Short exercise: Gather each line in the entries below that contains the string "this", where uppercase and lowercase letters must match.

Dataset records:
::::

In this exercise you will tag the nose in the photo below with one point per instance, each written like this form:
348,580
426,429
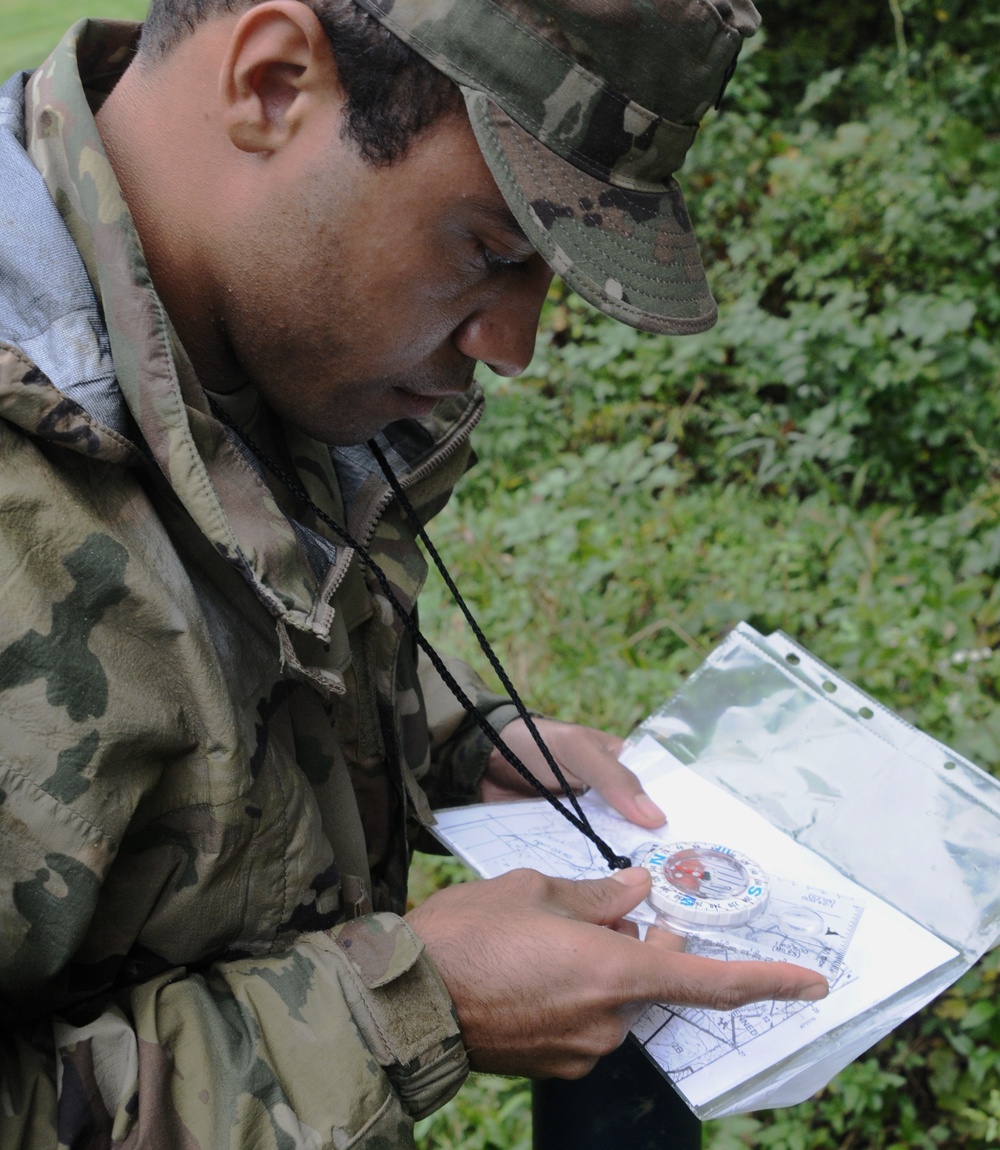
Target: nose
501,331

::::

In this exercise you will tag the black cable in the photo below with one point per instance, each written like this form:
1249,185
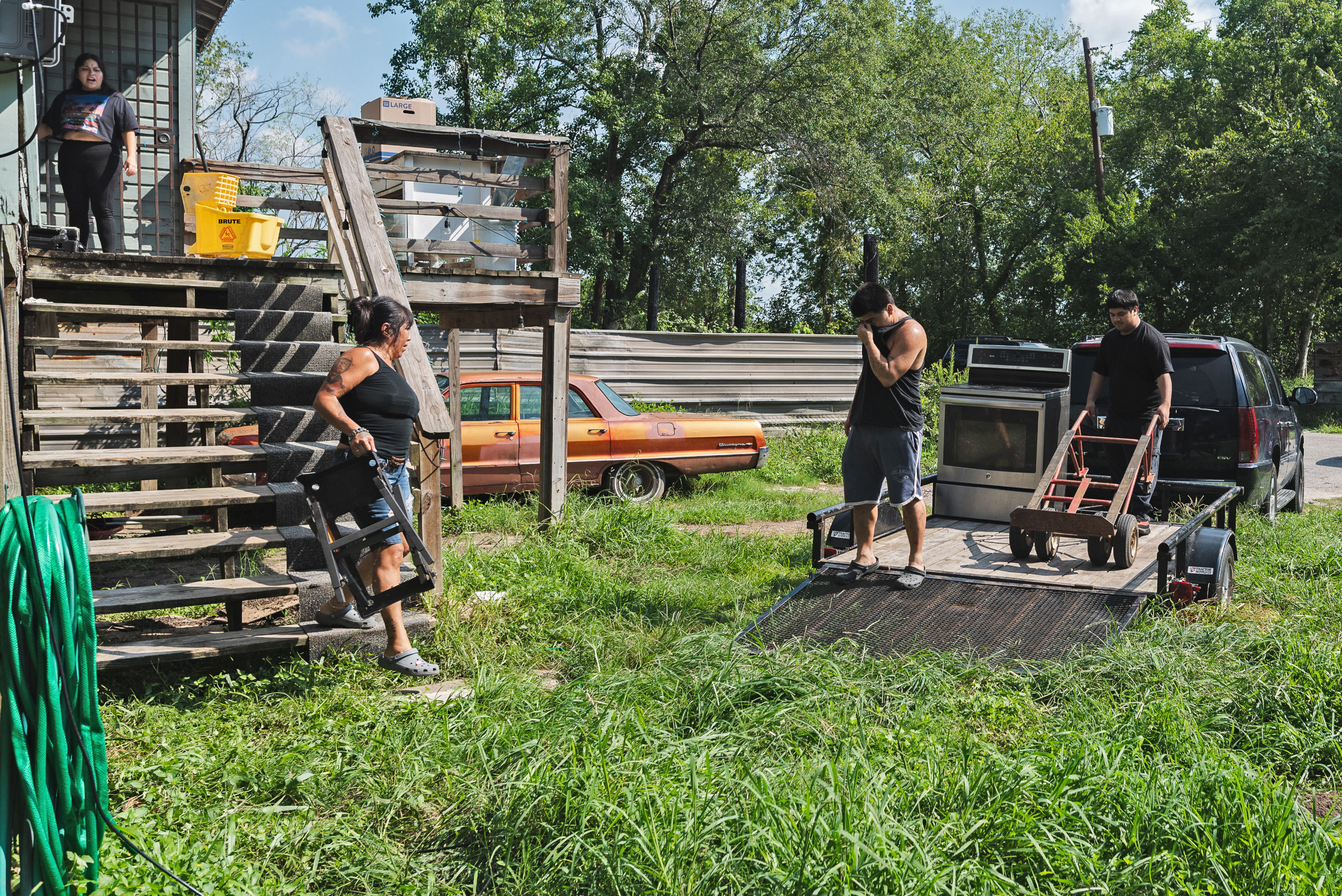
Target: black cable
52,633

::::

Answer:
In this exercise you will tag the nose in the photo below with one point per instance, each written like this form:
In this exercise you will tag the black cable in the photo below with one point per instance, each written like this form:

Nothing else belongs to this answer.